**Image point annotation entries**
________
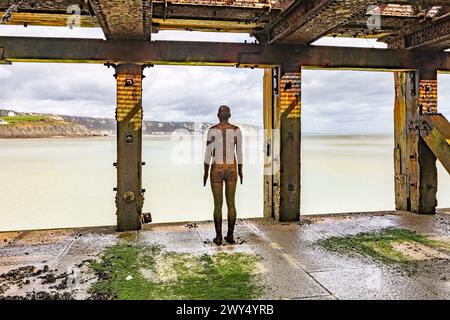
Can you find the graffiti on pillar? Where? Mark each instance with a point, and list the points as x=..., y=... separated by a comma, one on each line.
x=290, y=95
x=428, y=96
x=129, y=87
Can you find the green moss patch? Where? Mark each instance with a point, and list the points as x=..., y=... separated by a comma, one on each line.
x=389, y=245
x=140, y=272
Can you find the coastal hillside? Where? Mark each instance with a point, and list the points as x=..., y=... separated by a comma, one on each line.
x=15, y=124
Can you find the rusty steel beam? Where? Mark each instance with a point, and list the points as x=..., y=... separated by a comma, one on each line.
x=129, y=196
x=121, y=19
x=23, y=49
x=436, y=133
x=415, y=163
x=432, y=35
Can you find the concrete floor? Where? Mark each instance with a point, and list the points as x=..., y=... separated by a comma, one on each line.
x=293, y=266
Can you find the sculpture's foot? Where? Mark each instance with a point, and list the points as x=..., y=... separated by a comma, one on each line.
x=218, y=240
x=230, y=239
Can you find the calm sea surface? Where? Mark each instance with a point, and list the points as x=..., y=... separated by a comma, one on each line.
x=52, y=183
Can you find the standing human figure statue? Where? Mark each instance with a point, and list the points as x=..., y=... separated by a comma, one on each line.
x=224, y=154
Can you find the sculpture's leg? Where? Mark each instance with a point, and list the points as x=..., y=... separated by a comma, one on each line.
x=217, y=189
x=230, y=191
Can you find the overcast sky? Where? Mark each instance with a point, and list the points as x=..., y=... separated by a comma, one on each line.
x=332, y=101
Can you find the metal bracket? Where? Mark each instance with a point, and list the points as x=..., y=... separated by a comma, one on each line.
x=3, y=59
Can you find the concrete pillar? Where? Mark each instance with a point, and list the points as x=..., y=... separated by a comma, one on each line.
x=282, y=105
x=415, y=163
x=129, y=196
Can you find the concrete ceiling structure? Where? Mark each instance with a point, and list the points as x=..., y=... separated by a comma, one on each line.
x=402, y=24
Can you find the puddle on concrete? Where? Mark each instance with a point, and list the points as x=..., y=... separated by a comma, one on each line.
x=390, y=245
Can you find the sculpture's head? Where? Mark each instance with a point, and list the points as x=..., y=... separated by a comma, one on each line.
x=224, y=113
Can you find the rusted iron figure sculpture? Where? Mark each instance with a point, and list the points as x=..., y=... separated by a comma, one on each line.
x=224, y=154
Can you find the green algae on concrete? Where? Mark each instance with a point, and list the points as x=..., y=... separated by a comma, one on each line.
x=383, y=245
x=140, y=272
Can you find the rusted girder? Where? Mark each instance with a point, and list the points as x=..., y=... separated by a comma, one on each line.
x=435, y=132
x=431, y=35
x=121, y=19
x=129, y=196
x=306, y=21
x=26, y=49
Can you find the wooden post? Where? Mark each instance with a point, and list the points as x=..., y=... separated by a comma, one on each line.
x=129, y=197
x=282, y=109
x=415, y=163
x=290, y=139
x=268, y=102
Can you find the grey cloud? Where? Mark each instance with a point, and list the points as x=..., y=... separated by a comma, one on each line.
x=332, y=101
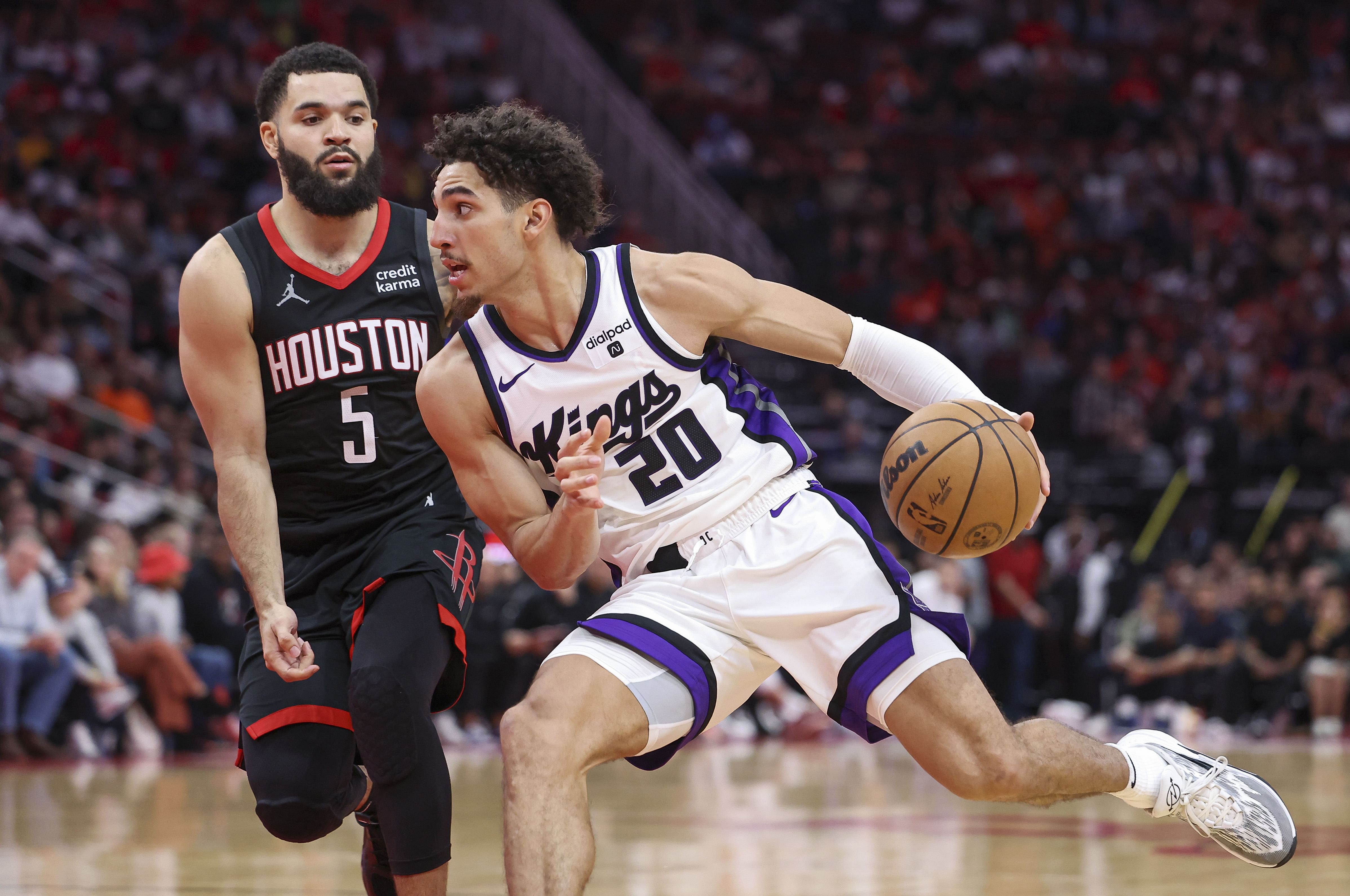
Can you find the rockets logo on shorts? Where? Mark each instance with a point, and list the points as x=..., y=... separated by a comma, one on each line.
x=461, y=569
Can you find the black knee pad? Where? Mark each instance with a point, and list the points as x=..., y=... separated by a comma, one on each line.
x=297, y=821
x=384, y=721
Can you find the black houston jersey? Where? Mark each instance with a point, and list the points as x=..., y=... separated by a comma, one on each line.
x=352, y=461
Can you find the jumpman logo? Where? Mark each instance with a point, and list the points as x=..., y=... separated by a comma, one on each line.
x=291, y=293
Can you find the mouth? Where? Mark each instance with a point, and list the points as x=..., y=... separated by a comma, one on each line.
x=339, y=163
x=457, y=270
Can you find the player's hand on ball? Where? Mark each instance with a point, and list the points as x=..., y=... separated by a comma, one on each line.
x=580, y=466
x=1027, y=422
x=287, y=654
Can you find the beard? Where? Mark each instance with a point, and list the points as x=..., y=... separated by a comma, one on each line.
x=464, y=307
x=331, y=196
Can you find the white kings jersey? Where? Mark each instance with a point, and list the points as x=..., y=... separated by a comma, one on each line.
x=693, y=438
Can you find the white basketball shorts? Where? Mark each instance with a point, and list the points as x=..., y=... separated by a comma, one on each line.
x=804, y=587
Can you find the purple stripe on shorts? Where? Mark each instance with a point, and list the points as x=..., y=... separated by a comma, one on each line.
x=685, y=669
x=756, y=403
x=951, y=624
x=894, y=652
x=885, y=660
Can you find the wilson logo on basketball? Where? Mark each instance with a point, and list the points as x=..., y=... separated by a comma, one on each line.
x=902, y=462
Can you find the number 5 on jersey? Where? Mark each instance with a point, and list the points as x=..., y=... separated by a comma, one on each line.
x=368, y=428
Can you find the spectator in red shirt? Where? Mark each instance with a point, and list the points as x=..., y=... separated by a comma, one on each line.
x=1014, y=577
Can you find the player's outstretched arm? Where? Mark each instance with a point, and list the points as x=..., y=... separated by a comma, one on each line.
x=553, y=547
x=221, y=372
x=698, y=296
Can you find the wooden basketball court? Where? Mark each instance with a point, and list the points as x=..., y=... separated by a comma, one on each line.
x=839, y=820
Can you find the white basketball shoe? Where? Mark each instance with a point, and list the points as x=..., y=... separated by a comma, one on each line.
x=1230, y=806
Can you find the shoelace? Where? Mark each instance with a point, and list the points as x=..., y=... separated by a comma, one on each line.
x=1206, y=806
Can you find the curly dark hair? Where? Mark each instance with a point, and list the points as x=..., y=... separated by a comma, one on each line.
x=526, y=156
x=310, y=59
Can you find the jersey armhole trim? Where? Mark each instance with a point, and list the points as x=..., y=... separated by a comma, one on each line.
x=318, y=274
x=250, y=269
x=428, y=265
x=485, y=380
x=652, y=332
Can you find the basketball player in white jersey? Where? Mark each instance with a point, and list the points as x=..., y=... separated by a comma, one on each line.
x=596, y=380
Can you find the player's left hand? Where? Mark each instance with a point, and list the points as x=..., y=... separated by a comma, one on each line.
x=580, y=466
x=1027, y=422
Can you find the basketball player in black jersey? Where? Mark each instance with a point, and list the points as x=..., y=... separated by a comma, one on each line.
x=304, y=329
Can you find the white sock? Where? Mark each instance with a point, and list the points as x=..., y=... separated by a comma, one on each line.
x=1147, y=771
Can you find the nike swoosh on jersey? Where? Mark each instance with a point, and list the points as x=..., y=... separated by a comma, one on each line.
x=504, y=387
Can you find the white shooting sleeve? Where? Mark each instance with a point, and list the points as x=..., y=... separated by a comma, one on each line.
x=904, y=370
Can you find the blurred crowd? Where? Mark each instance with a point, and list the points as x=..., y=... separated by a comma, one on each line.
x=1128, y=216
x=1079, y=631
x=127, y=139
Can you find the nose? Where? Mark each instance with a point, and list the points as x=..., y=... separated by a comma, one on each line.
x=441, y=235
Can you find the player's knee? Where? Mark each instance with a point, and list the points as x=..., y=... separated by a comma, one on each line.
x=536, y=737
x=384, y=721
x=297, y=821
x=990, y=777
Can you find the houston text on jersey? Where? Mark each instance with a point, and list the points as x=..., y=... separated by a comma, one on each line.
x=323, y=354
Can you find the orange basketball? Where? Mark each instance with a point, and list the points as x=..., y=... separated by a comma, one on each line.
x=960, y=478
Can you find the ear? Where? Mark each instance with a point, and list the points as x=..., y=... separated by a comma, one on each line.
x=539, y=216
x=268, y=131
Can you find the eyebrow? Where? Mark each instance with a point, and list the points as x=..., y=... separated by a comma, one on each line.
x=462, y=191
x=319, y=105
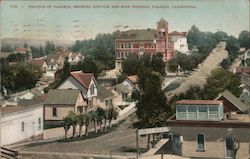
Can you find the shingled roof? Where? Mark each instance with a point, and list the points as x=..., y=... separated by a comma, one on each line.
x=234, y=100
x=62, y=96
x=139, y=34
x=83, y=78
x=103, y=93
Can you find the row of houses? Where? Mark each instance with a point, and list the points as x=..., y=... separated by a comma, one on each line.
x=23, y=118
x=81, y=93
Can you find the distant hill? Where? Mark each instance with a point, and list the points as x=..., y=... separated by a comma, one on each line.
x=18, y=42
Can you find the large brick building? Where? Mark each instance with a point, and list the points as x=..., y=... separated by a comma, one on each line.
x=144, y=41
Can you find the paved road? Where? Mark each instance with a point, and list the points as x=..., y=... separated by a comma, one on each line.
x=203, y=71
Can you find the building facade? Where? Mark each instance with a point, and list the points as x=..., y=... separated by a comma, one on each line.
x=60, y=102
x=143, y=41
x=21, y=123
x=201, y=129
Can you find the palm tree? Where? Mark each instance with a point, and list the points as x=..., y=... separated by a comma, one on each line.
x=66, y=125
x=93, y=117
x=87, y=121
x=81, y=120
x=73, y=118
x=112, y=115
x=100, y=116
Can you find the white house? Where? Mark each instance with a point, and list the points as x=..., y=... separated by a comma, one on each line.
x=180, y=41
x=85, y=82
x=21, y=123
x=74, y=58
x=131, y=82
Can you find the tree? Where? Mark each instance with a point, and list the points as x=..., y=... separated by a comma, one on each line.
x=73, y=117
x=244, y=39
x=66, y=122
x=93, y=117
x=221, y=79
x=158, y=64
x=232, y=47
x=112, y=115
x=152, y=109
x=66, y=68
x=130, y=65
x=81, y=120
x=87, y=121
x=100, y=116
x=89, y=66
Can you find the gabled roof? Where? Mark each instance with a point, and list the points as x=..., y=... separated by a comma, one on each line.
x=234, y=100
x=178, y=33
x=122, y=88
x=139, y=34
x=103, y=93
x=22, y=49
x=62, y=96
x=83, y=78
x=133, y=78
x=199, y=102
x=39, y=62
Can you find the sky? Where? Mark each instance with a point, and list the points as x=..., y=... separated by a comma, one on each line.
x=62, y=20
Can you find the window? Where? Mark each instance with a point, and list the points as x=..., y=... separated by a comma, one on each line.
x=202, y=112
x=39, y=124
x=192, y=112
x=106, y=102
x=213, y=112
x=92, y=89
x=22, y=126
x=181, y=112
x=54, y=112
x=80, y=109
x=201, y=142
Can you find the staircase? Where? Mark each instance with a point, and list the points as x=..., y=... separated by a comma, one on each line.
x=8, y=153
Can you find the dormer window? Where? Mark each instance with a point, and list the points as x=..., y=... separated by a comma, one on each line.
x=92, y=89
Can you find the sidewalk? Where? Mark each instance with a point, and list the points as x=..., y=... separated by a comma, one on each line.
x=55, y=134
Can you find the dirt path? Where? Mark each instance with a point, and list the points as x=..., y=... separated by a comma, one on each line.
x=124, y=137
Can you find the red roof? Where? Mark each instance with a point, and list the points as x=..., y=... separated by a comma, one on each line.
x=38, y=62
x=178, y=33
x=83, y=78
x=133, y=78
x=22, y=49
x=199, y=102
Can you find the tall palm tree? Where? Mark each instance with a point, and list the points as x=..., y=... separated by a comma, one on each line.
x=87, y=121
x=112, y=115
x=81, y=120
x=100, y=116
x=66, y=122
x=93, y=117
x=73, y=118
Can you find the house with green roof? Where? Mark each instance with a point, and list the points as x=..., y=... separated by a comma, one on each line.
x=60, y=102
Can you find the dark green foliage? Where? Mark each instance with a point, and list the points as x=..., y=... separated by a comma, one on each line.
x=101, y=50
x=66, y=69
x=152, y=109
x=89, y=66
x=7, y=48
x=221, y=79
x=37, y=52
x=136, y=95
x=49, y=47
x=232, y=47
x=130, y=66
x=20, y=76
x=244, y=39
x=18, y=57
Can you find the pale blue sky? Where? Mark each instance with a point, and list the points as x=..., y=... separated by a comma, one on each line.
x=231, y=16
________
Edit the stretch from the line containing "Can you find the basketball player in white" through the line containing "x=596, y=380" so that "white jersey" becomes "red jersey", and reproduce those lines with nothing else changed.

Can you find the basketball player in red jersey? Where? Mark each instance with a point, and list the points as x=..., y=... separated by a comma, one on each line.
x=596, y=380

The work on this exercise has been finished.